Ancient exploitation of natural marine resources, particularly during the Roman period, continues to fascinate. Recent publications have resulted from scholarly conferences or museum exhibitions that constitute collections of articles focusing on broad themes, such as the Tampa Museum of Art’s Poseidon and the Sea: Myth, Cult and Daily Life (S.D. Pevnick, ed. [Tampa, Fla. 2014]), or on one particular aspect or another, such as fish processing (L. Lagostena, D. Bernal, and A. Arevalo, eds., Cetariae 2005: Salsas y salazones de pescado en occidente durante la antiqüedad [Cadiz 2007]) or the technological aspects of fishing gear (T. Bekker-Nielsen and D. Bernal Casasola, eds., Ancient Nets and Fishing Gear [Cadiz 2010]). What has been lacking is a unifying study that presents a general overview of the topic and places the subject in the context of the Roman economy. Marzano’s new book fills that void admirably.
Marzano’s stated purpose is to show the economic importance of large-scale fishing and related activities, primarily in the period between the first and third centuries C.E., and to explore the social status and organizational structure of those engaged in these pursuits. She includes within the rubric “marine” not only the open sea but also coastal lakes and lagoons. Her text consists of nine chapters divided into two unequal parts. The first six chapters treat marine resources per se: fish, both fresh and processed, salt, murex and purple dye, sponges, pearls, coral, and oysters. The final three chapters look at the legal and economic side of marine exploitation and include discussions of aquaculture, fishing in Roman law, and the demand, prices, and distribution of fish and fishery products.
Marzano opens with a discussion of fishing in art and literature and notes a change in its representation between the Hellenistic and Roman periods. Motifs shift from the solitary, leisurely fisherman within an idyllic context to scenes where fishing is the central theme set amid a sea teeming with fish. Realistic scenes in second- and third-century C.E. mosaics show various fishing methods, ranging from the use of static wicker traps and weirs to representations of professional fishermen actively employing rods, tridents, harpoons, and casting nets or working with seines from boats, often cooperatively with other fishermen. To Marzano, this shift reflects the increased role fishing assumed in Roman life during the Imperial period. The rest of the book attempts to describe and to quantify that increase as far as the literary, archaeological, and epigraphic sources allow. Noting the continuity in fishing techniques in the Mediterranean from antiquity to World War II, Marzano judiciously draws on ethnographic evidence either to validate the ancient sources or, where they are silent, to propose reasoned scenarios.
The following three chapters look at large-scale fishing, especially with traps in coastal lagoons and for tuna (2), fish-salting installations (3), and marine-salt production to support fish processing (4). These chapters, contrary to minimalist views of the role of fishing in the ancient world, argue for a robust Roman exploitation of marine resources characterized by technological innovation, large-scale use of open sea and lagoonal fishing using a variety of techniques, and a sophisticated organization to catch, process, and market fishery products. Citing ethnographic evidence, Marzano argues that even lagoonal fishing with weirs during the Roman period had the potential to yield large numbers of fish. She marshals literary and epigraphic evidence, particularly from the eastern Mediterranean, to show that the scale and expense of tuna fishing fostered cooperation among fishermen to form collegia, often necessitated pooling of resources among related occupations, and at times attracted capital investment to form business partnerships. She notes that both urban and nonurban fish salteries, well represented in the archaeological record at locations favorable for catching migratory pelagic fish, could operate year round, processing fish in season or other meats at other times.

——————————

Problem set:
**1.** In the book review, what reason is given for Marzano's use of ethnographic evidence? Explain in one to three sentences.
**2.** Reproduce everything in the book review from "Marzano’s stated purpose" down to "and fishery products.".
The material after the review is separate from it.

Given data:

——————————

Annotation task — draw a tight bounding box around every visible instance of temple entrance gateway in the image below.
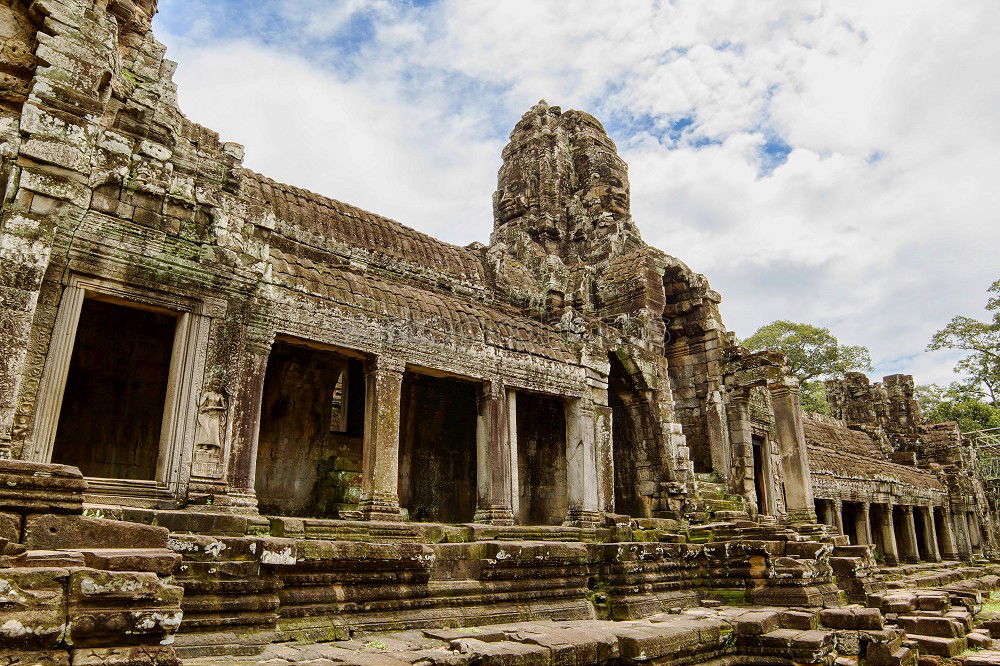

——————————

Solutions to the exercise:
**1.** Mediterranean fishing techniques stayed continuous from antiquity to World War II. For that reason, Marzano draws on ethnographic evidence to validate the ancient sources or, where they are silent, to propose reasoned scenarios.

**2.**
Marzano’s stated purpose is to show the economic importance of large-scale fishing and related activities, primarily in the period between the first and third centuries C.E., and to explore the social status and organizational structure of those engaged in these pursuits. She includes within the rubric “marine” not only the open sea but also coastal lakes and lagoons. Her text consists of nine chapters divided into two unequal parts. The first six chapters treat marine resources per se: fish, both fresh and processed, salt, murex and purple dye, sponges, pearls, coral, and oysters. The final three chapters look at the legal and economic side of marine exploitation and include discussions of aquaculture, fishing in Roman law, and the demand, prices, and distribution of fish and fishery products.